◆ AIM
In the environmental update below, which pollutants are named specifically?

◆ TEXT EXCERPT

Environmental update

Environmental update - June 2001

June 15, 2001

By Roy Belden

The national energy plan that the Bush administration unveiled in late May includes a number of significant environmental proposals. The administration can implement some without waiting for Congress to act.

Bush Energy Plan

The plan calls for a market approach to controlling emissions of various pollutants similar to the approach used currently for sulfur dioxide, or SO2, emissions for electric utilities. The Clean Air Act Amendments in 1990 created a fixed number of “allowances” or rights to emit SO2, and these are traded in a national marketplace. This same approach would be extended to nitrogen oxide, or NOx, and mercury emissions at power plants. NOx emissions from power generators are already capped in the northeast but not in the rest of the country, although seven more states will be added to the NOx control area in 2003 to 2004. There are no federal controls currently on mercury. The plan directs the US Environmental Protection Agency to draft bill language that can be given to Congress to implement such a program. The cap on SO2 emissions would be ratcheted down from current limits.

The president’s support for multi-pollutant legislation may improve the chances of Congress passing a multipollutant measure by the end of next year. This would be the first major amendment to the Clean Air Act since 1990. Existing coal and oil-fired plants would probably bear the brunt of the emissions reductions.

President Bush took steps to implement one part of his plan on May 18. The president issued an executive order directing federal agencies to hasten their review of permits for energy projects. The order creates an interagency task force headed by staff of the Council on Environmental Quality to push for greater coordination of the permitting process at the federal, state, local and tribal levels. Project developers with horror stories about permitting delays at least now have an outlet for their complaints.

[Records of labeled points]
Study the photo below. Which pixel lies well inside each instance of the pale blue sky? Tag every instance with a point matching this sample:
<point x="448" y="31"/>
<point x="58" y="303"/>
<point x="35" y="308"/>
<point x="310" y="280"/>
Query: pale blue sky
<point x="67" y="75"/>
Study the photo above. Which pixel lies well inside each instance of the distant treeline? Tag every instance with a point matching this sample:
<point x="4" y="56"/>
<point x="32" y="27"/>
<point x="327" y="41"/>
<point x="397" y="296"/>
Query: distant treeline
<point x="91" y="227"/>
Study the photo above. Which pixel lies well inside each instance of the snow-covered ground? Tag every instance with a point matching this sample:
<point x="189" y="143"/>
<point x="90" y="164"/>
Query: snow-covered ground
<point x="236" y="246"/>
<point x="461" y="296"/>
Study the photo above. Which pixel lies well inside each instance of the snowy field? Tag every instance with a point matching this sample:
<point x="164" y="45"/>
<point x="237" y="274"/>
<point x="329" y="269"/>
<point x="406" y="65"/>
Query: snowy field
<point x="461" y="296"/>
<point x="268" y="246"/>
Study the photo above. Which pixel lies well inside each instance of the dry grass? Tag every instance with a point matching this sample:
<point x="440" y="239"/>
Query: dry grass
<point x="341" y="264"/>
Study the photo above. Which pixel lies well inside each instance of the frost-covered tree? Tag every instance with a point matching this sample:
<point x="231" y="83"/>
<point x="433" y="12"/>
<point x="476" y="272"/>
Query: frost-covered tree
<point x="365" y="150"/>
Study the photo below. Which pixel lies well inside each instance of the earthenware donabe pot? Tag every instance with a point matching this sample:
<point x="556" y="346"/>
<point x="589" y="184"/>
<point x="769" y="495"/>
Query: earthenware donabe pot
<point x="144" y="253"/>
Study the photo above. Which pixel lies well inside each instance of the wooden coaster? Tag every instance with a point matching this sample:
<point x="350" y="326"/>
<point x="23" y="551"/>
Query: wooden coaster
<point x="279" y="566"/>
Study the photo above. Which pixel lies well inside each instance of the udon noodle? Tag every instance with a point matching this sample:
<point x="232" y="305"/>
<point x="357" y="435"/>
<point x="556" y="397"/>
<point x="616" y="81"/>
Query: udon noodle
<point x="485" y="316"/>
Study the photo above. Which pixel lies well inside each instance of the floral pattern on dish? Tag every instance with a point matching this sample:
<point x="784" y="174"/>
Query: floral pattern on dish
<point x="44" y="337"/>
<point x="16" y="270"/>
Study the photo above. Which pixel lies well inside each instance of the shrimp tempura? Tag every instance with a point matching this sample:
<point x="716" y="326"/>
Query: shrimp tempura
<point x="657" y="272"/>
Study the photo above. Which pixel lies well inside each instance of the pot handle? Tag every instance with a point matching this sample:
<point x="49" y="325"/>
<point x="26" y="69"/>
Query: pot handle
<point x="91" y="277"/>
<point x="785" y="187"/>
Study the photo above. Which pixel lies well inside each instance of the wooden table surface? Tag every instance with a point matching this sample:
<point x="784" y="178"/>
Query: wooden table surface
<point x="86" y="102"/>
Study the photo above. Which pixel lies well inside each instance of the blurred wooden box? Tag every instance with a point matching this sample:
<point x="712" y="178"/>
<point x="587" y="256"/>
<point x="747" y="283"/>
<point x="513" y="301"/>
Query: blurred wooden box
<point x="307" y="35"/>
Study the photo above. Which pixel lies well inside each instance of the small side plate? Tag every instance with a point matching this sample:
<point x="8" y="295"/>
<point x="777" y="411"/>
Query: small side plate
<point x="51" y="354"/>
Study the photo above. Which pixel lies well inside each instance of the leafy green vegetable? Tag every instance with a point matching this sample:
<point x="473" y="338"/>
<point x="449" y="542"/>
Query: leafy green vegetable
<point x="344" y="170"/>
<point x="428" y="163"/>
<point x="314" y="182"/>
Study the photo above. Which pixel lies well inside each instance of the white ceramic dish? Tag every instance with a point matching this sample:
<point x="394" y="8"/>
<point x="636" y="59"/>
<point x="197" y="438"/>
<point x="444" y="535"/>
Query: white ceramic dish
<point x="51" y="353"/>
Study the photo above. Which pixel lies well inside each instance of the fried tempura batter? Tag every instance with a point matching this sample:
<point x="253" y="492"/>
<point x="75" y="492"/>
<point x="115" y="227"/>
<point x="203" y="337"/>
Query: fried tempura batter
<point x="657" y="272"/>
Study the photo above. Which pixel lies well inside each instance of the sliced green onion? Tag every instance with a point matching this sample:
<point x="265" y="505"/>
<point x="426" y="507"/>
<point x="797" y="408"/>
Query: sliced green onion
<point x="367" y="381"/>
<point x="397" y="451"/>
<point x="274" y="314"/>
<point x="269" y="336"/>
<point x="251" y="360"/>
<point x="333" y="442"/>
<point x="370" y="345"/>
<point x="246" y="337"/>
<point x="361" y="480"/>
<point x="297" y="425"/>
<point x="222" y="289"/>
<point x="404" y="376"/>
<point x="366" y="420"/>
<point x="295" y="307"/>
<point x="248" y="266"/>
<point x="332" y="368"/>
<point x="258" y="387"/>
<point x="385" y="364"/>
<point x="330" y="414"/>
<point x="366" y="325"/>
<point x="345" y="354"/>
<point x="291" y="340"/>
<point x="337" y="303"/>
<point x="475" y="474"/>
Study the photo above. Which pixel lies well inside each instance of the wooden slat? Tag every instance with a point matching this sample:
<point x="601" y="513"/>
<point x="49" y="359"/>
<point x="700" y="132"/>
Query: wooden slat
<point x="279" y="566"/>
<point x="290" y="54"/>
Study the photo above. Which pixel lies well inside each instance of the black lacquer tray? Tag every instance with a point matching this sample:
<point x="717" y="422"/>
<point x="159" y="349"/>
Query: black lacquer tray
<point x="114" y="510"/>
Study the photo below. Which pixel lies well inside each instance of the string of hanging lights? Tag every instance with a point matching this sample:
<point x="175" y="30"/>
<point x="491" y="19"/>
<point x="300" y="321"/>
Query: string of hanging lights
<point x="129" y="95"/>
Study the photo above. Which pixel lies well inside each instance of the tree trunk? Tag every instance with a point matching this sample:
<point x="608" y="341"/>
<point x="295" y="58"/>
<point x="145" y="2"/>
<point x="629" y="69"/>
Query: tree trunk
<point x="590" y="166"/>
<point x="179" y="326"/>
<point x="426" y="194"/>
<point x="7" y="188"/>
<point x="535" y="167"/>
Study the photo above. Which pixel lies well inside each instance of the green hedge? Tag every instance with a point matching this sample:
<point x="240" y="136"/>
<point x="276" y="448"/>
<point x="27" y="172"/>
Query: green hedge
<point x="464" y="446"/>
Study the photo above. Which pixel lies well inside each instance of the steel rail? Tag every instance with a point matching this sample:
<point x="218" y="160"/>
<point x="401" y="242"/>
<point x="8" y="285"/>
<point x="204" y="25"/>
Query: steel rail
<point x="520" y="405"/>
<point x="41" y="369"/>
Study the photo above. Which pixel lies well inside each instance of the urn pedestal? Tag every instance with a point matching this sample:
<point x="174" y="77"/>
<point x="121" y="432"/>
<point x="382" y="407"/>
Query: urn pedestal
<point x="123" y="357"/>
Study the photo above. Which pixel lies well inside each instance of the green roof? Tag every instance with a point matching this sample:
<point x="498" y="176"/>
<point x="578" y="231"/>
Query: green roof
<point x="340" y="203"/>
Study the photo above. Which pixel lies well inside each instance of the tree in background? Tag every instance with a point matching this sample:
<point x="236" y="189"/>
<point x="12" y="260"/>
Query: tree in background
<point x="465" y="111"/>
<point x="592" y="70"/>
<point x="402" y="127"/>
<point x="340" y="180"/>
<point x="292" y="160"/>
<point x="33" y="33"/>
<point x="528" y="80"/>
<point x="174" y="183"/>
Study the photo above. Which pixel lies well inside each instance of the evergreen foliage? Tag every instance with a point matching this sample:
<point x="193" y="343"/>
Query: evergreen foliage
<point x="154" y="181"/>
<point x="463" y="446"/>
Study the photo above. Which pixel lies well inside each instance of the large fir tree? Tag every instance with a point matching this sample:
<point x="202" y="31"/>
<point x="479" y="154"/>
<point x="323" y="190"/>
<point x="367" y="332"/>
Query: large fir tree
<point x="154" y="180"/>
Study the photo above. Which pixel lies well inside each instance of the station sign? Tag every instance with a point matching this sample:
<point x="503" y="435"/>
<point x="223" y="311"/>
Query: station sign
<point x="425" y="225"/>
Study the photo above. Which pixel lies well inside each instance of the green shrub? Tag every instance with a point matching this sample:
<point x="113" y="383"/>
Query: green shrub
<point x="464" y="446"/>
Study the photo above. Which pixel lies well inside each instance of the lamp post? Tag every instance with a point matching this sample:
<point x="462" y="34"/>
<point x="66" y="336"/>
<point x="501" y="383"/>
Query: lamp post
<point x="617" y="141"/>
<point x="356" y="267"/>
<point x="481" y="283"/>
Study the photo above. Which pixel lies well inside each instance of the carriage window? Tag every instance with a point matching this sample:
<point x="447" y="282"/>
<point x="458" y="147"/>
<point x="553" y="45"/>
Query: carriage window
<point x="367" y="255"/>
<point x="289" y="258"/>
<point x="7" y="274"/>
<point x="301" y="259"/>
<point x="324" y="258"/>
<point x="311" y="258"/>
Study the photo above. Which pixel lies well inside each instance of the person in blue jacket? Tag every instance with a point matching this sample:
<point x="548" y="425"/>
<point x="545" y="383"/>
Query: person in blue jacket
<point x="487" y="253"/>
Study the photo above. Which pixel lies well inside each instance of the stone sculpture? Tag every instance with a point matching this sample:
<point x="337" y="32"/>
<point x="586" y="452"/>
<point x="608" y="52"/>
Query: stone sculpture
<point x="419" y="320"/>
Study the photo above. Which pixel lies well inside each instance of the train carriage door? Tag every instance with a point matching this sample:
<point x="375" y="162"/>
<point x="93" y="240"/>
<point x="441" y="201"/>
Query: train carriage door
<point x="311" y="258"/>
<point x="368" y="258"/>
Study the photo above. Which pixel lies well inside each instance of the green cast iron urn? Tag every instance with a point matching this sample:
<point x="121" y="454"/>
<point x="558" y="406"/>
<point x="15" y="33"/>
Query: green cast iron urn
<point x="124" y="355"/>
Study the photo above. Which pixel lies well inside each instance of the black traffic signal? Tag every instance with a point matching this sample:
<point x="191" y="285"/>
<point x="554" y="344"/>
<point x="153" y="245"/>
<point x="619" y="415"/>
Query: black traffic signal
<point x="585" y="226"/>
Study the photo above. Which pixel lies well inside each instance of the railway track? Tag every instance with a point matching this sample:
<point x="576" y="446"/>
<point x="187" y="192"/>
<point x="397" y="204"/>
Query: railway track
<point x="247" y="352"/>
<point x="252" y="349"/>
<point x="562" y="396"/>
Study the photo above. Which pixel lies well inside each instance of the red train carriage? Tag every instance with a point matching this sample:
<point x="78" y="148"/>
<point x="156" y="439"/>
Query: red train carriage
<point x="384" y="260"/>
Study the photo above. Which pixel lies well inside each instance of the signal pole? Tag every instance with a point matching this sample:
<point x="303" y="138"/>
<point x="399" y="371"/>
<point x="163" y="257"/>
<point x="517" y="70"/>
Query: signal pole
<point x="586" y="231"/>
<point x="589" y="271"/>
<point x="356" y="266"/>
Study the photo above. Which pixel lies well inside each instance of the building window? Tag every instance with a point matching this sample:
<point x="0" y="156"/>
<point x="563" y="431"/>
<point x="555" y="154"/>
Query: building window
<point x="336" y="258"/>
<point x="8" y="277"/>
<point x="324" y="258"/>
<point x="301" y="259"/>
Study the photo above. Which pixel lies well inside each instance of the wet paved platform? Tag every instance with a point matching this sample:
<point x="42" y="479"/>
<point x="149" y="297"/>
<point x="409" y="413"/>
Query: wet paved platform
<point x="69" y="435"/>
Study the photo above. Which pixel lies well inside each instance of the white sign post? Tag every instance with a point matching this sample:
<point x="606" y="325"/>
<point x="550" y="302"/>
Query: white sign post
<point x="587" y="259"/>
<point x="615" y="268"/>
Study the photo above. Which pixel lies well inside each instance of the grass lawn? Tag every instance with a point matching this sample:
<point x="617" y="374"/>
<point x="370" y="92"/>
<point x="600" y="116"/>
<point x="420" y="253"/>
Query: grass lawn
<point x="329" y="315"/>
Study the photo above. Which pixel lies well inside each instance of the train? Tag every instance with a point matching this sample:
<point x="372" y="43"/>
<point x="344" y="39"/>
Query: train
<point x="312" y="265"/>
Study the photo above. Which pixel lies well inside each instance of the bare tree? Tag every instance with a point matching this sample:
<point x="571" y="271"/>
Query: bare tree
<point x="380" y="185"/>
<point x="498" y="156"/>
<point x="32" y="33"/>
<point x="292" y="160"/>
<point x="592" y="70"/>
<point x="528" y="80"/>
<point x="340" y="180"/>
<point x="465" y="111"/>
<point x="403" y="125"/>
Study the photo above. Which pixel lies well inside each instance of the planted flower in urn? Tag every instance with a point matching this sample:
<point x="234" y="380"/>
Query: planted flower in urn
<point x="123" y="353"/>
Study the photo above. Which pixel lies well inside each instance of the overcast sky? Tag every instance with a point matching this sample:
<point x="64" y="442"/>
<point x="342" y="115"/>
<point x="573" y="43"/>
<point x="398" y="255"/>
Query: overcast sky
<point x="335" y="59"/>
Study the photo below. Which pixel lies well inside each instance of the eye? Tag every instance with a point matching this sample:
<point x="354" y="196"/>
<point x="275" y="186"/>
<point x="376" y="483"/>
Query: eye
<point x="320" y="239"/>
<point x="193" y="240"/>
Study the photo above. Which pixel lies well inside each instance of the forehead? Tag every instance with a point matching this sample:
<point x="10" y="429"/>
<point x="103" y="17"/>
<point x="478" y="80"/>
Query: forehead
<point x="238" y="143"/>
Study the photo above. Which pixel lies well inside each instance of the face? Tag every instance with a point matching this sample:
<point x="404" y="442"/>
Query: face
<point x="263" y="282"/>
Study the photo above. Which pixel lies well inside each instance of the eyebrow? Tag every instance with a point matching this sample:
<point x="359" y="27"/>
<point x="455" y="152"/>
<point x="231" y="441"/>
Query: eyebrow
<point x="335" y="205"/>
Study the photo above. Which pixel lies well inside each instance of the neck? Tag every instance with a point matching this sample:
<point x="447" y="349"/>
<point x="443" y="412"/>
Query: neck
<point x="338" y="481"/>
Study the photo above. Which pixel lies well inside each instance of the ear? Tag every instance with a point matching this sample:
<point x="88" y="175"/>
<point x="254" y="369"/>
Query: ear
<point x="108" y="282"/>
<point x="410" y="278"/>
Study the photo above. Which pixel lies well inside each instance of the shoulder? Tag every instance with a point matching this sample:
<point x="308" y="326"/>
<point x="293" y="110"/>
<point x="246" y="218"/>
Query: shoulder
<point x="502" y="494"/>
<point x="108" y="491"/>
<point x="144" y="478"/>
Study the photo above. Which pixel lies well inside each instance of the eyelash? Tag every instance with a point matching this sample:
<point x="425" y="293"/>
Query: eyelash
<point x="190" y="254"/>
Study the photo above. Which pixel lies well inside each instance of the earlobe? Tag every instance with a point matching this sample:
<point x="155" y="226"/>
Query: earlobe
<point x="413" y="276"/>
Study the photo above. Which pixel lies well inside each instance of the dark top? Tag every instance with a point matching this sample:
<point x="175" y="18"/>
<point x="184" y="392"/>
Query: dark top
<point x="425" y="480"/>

◆ SOLUTION BELOW
Sulfur dioxide (SO2), nitrogen oxide (NOx) and mercury.